_Excerpt:_
** Start **
Obama's need for class warfare
King Solomon put it best when he said “there is nothing new under the sun”. And so it is with politics.
Even now, political history is repeating itself. We have a Democrat in the White House giving speeches about how America is losing its spirit in the midst of a recession and high unemployment – just like Jimmy Carter in his “Malaise speech” in 1979. And we have polls indicating that what Americans are really getting tired of is the President. Again, just like with Carter.
According to the latest Gallup poll, only 42% of the public approve of Obama’s job performance – fewer than any other president at this point in office since the dawn of polling. And the opinions are pretty strong.
According to pollster Scott Rasmussen, only 23% “strongly approve”, while 38% “strongly disapprove”, leaving Obama fifteen points in the hole when it comes to those who have any passion to their opinions. Further, 3/4ths of voters think that the nation is on the “wrong track”, and over half of the country still opposes his biggest legislative success, ObamaCare, and want to see it repealed.
Of course none of this bodes well for re-election, which explains Obama’s reach for another historical retread – class warfare.
For decades, liberal political strategy has been built around buying large segments of the electorate with government largesse and, more often than not, doing it with borrowed money. Obama’s problem is that his administration comes at a time when most everyone has realized that the national credit card is maxed out, and that the bank won’t increase the limit.
This is creating political turbulence.
Whether with the Tea Party or the Occupy movement, what we are seeing is just a taste of the social and political upheaval that is the inevitable result of the financially inevitable rollback of the bloated welfare state. The Tea Party is tired of paying for it and having liberties trampled under the feet of big government, and the Occupy crowd demands that the coddling nanny state continue to grow and that the checks keep coming.
Someone is in for a disappointment.
Keep in mind that it was the philosophy of Obama and the Occupy crowd that helped get us here. Liberals (with an occasional assist from big government Republicans) grew government and pushed us deeper in debt. They pushed reckless policies which inflated the housing bubble that supported the credit card economy, and then led to its popping. Now they are upset with having to reap the fruit of their own philosophy, so they angrily demand more of it in order to fix the problems it has created. (I’m drunk! Give me another drink!)
** End **
_Excerpted data:_
** Start **
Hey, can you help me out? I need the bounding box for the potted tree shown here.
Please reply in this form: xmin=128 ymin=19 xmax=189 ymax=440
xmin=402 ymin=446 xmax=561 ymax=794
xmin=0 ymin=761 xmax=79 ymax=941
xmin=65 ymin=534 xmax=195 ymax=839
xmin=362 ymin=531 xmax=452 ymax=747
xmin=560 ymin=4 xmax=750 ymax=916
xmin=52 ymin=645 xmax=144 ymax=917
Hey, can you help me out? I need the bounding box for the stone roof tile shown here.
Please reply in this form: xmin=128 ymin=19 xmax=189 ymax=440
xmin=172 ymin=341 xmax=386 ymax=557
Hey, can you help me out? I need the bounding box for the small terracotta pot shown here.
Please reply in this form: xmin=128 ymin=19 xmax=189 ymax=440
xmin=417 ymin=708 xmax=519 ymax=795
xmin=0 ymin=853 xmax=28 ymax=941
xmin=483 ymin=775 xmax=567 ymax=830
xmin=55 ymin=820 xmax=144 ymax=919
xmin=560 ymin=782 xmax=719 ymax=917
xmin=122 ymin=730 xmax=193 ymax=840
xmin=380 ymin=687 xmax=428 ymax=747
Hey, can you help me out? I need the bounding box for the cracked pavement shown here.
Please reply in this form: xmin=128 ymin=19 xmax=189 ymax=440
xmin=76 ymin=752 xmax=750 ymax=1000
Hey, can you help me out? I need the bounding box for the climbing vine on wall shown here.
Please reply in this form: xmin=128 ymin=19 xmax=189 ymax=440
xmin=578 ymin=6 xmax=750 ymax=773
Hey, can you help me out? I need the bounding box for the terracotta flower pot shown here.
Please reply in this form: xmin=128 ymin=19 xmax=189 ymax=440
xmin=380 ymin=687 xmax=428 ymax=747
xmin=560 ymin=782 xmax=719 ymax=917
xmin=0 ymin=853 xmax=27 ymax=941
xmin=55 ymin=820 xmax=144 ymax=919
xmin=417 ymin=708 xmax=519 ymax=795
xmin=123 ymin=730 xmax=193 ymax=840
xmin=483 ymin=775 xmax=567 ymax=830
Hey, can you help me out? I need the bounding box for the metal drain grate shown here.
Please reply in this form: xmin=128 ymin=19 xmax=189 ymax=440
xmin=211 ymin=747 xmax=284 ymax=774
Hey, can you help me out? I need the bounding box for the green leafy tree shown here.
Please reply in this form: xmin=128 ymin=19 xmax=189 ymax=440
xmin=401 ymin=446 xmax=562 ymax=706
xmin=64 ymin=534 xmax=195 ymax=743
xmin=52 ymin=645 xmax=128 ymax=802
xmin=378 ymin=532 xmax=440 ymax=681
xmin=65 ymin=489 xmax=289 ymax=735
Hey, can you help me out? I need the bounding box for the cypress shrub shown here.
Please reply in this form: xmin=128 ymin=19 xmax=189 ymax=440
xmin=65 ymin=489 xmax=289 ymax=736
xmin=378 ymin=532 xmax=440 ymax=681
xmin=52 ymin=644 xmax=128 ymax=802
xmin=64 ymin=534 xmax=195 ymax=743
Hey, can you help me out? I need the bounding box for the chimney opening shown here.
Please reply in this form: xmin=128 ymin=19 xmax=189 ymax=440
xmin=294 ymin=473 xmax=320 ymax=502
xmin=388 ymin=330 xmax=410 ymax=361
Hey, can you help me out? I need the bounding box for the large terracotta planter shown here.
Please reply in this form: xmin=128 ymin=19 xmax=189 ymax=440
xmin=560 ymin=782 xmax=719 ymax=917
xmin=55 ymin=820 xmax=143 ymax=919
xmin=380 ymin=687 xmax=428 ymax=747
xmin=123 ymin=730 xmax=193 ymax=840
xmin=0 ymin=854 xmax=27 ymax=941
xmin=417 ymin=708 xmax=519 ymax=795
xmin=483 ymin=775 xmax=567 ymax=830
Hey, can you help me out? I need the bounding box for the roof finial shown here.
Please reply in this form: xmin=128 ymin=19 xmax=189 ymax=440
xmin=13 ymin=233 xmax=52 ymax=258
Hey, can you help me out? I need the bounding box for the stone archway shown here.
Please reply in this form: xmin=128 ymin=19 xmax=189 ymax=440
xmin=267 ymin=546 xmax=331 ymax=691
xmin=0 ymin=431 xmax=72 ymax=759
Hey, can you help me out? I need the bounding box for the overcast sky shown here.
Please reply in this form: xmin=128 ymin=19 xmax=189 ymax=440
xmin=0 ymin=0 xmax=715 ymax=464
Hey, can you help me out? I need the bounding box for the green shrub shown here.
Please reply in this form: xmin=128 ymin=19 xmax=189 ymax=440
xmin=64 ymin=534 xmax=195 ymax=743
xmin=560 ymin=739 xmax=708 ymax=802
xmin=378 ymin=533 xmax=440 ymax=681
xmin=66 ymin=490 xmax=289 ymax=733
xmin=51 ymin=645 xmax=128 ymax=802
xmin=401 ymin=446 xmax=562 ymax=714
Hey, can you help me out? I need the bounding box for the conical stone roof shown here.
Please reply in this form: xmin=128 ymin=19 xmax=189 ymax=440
** End **
_Work to complete:_ In the opinion piece on Obama and class warfare, what percentage of the public approved of Obama's job performance in the latest Gallup poll? The listing was drawn from a separate source.

_Answer to this task:_ 42%.